* [WHAT IS REQUIRED]: The records below must be transcribed exactly.

[Items from a data source]
__________
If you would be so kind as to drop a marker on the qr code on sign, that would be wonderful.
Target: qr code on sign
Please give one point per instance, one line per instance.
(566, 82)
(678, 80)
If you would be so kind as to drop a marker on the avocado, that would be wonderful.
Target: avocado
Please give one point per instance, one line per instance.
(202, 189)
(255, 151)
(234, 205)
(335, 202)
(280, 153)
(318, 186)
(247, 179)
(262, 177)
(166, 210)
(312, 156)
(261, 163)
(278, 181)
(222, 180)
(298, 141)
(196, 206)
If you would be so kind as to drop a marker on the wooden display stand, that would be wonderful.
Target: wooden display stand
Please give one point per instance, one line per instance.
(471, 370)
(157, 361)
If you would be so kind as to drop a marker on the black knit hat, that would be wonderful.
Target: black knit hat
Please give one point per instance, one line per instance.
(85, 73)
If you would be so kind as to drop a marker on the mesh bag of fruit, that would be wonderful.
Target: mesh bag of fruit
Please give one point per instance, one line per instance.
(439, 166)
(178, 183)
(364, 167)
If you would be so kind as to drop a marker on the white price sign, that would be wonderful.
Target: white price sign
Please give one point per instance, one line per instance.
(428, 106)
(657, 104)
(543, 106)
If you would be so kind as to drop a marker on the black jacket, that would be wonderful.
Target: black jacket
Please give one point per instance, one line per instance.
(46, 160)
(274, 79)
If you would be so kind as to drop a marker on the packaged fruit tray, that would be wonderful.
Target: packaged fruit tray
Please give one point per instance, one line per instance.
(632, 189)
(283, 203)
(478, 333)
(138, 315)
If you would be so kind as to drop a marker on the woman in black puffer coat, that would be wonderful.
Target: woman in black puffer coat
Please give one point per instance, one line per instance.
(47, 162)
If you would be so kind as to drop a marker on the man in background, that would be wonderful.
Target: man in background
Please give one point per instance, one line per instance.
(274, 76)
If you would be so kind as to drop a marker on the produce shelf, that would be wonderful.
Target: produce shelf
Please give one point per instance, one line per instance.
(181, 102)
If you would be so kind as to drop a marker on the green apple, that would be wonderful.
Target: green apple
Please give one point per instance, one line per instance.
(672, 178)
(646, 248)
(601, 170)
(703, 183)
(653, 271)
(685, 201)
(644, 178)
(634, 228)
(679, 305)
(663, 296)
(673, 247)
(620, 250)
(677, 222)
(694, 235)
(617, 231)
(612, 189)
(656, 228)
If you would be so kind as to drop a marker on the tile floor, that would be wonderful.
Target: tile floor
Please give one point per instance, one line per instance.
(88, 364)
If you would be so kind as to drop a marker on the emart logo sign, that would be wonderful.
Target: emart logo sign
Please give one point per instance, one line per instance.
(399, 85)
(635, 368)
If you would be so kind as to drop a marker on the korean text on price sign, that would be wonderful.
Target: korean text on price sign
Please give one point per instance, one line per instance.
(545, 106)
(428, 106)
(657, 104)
__________
* [SOLUTION TO THIS TASK]:
If you would be so kind as to drop a marker on the qr code on sign, that would be wonderful.
Target: qr code on sign
Please give one point per instance, one line per instance.
(566, 82)
(678, 80)
If you would be so kind as to drop a marker on the avocado, that would be wonderful.
Target: avocado
Please give one point per instance, one line per instance.
(202, 189)
(255, 151)
(234, 205)
(335, 202)
(280, 153)
(318, 186)
(247, 179)
(262, 177)
(166, 210)
(312, 156)
(261, 163)
(278, 181)
(222, 180)
(298, 141)
(196, 206)
If you would be so kind as to drop a marker on the wooden display stand, that would be wonderful.
Target: wooden display stand
Please give one point per instance, one line per instance.
(471, 370)
(157, 361)
If you would be so kind as to drop a marker on the black knit hat, that would be wonderful.
Target: black knit hat
Please give one point per instance, one line per instance.
(85, 73)
If you would be so kind as to drop a marker on the mesh bag of fruit, that would be wonderful.
Target: mesh bag of fruit
Please give one point per instance, one line per instance.
(439, 166)
(178, 183)
(364, 167)
If you would be so kind as to drop a marker on the white price sign, that would be wonderful.
Target: white price sign
Please give one point per instance, one line per instance.
(428, 106)
(657, 104)
(543, 106)
If you would be so kind as to drop a marker on the black jacket, that would be wonderful.
Target: black jacket
Please give one point per instance, one line per instance.
(46, 160)
(274, 79)
If you would be so kind as to drop a marker on the packaged fruit tray, that would be wonderful.
Target: packaged fruit tray
Please give one point per instance, one line per instance.
(632, 189)
(283, 203)
(478, 333)
(138, 315)
If you would be so kind as to drop a marker on the woman in black puffer coat, that would be wonderful.
Target: woman in black puffer coat
Please give one point per instance, one line per instance.
(47, 162)
If you would be so kind as to drop a marker on the man in background, that would be wonderful.
Target: man in background
Please give one point per instance, one line per instance.
(274, 76)
If you would be so kind as to drop a marker on the produce shelf, that would be wonderful.
Target: produce shelf
Please give one point per instance, one line per instance.
(181, 102)
If you would be so kind as to drop a marker on the green apple, that would be wonderful.
Target: green apple
Please give one point per instance, one line per instance.
(672, 178)
(646, 248)
(601, 170)
(703, 183)
(653, 271)
(685, 201)
(644, 178)
(634, 228)
(679, 305)
(663, 296)
(673, 247)
(620, 250)
(677, 222)
(694, 235)
(617, 231)
(612, 189)
(656, 228)
If you would be so kind as to drop a marker on the tile floor, that would be wonderful.
Target: tile floor
Please give one point per instance, one line per instance.
(88, 364)
If you would be so kind as to drop a marker on the emart logo sign, that would be wonderful.
Target: emart logo sign
Please give one point per instance, one line per instance.
(399, 85)
(635, 368)
If you would be so kind as to drop a marker on the korean text on price sign, that would be wonderful.
Target: korean text on price sign
Please give one point per instance, one line per instance.
(545, 106)
(428, 106)
(657, 104)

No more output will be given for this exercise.